Given passage:
One of the advantages of such a “Stonyhurst Gallery.” would be its universality. Portraits might be sent in from all quarters, and as many a much vaunted Rubens is at best but the piecemeal production of that master’s scholars, so for our gallery might a portrait of difficult parts be limned by different hands working to an harmonious whole. Those who are willing to help in the good work could sally forth, pen in hand, in search of adventure with the whole world as their questing ground. Admiral Jerningham, in a letter from which we are kindly allowed to quote, after regretting that the names of all the boys that appeared on the ship’s books of “Stonyhurst,” from the date of her first commission to the present time, have not been printed, points away from home sources to the South American Republics as furnishing many bright examples of successful students—men such as John Jackson, of Montevideo, and Leonardo Peyreyra, of Enserada, who did immense service in forwarding the prosperity of their country.

Task to complete:
Answer these questions about the Stonyhurst Gallery passage:
(a) What does the passage give as one advantage of a "Stonyhurst Gallery"?
(b) To which region does Admiral Jerningham point as a source of successful students?
(c) Which two men does the passage name as examples, and where is each from?

Extracted information:

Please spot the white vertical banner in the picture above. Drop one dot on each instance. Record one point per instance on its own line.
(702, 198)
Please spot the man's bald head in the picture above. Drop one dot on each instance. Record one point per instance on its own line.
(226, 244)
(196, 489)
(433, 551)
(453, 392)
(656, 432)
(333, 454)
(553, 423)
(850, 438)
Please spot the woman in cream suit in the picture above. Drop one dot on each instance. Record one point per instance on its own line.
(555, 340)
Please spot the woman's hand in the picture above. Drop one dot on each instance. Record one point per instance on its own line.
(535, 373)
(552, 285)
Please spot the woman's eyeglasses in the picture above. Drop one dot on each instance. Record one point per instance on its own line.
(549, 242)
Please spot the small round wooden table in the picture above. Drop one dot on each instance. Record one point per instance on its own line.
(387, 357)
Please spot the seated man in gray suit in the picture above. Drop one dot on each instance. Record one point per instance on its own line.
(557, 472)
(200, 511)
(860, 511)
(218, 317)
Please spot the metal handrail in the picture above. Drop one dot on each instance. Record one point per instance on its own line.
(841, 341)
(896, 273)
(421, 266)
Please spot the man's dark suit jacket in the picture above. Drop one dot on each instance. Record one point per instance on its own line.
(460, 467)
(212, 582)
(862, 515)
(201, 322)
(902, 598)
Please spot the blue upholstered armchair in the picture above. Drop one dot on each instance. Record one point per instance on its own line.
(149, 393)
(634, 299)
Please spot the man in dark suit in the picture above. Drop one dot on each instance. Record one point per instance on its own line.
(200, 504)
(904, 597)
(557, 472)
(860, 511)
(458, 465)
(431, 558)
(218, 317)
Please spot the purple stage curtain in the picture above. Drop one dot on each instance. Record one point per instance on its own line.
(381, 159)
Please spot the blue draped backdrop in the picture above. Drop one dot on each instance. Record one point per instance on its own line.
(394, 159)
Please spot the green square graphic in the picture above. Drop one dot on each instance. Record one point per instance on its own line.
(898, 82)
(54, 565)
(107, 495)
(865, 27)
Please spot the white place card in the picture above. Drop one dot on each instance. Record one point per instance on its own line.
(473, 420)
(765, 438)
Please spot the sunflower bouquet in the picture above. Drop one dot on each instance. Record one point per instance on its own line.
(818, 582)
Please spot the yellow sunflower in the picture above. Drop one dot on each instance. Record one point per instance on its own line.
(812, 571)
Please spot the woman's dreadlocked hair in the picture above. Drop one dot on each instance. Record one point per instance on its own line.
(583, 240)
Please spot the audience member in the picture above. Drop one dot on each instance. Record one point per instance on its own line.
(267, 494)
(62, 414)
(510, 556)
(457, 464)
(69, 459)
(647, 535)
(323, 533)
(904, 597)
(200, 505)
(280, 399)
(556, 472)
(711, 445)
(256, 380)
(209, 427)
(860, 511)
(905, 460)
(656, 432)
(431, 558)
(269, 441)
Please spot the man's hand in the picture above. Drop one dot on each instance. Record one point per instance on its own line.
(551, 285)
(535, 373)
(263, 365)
---
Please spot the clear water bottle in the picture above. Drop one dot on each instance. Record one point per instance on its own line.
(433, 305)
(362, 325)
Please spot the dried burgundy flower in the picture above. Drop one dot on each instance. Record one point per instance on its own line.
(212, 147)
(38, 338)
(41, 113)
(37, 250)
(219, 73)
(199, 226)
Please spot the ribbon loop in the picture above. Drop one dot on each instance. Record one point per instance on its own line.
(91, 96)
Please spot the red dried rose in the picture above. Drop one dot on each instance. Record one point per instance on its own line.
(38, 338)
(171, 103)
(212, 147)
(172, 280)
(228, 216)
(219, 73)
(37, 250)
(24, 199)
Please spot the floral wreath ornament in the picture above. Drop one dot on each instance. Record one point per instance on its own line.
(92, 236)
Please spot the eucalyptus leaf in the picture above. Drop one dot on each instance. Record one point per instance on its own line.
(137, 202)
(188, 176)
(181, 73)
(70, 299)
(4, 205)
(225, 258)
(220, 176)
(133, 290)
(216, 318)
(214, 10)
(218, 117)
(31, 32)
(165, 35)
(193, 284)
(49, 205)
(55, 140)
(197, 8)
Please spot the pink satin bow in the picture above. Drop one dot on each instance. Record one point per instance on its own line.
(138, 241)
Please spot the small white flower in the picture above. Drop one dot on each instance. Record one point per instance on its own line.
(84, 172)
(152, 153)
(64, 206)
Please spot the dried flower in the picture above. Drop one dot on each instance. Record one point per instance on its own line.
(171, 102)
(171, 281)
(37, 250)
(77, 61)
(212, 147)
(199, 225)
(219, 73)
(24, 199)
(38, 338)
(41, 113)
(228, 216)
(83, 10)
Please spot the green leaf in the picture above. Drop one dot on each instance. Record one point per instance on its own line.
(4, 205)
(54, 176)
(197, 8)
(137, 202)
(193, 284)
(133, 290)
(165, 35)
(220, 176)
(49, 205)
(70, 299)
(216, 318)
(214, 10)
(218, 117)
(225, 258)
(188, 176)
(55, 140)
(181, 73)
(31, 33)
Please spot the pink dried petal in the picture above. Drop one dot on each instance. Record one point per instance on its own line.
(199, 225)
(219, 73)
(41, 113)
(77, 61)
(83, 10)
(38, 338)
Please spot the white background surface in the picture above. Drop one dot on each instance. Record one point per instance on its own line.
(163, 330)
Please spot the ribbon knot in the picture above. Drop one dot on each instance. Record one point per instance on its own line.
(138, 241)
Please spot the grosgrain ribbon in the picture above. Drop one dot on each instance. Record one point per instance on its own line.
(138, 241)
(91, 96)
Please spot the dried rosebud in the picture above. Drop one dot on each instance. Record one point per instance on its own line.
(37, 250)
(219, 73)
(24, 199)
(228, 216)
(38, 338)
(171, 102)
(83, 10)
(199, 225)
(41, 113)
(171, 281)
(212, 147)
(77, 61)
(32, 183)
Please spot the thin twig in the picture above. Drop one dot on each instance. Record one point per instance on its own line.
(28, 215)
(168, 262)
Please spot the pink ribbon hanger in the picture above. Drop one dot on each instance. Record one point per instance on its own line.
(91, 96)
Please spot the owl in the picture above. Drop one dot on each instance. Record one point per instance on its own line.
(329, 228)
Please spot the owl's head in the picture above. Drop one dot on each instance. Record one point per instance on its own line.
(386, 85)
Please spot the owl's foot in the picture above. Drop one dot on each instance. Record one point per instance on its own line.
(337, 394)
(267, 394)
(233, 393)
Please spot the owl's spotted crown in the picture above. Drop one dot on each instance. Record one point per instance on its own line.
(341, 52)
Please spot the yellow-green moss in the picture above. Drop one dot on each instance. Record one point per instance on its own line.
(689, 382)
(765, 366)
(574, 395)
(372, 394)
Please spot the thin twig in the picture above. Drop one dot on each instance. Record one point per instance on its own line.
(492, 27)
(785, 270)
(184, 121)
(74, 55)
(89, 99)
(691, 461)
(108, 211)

Exercise output:
(a) Its universality.
(b) The South American Republics.
(c) John Jackson, of Montevideo, and Leonardo Peyreyra, of Enserada.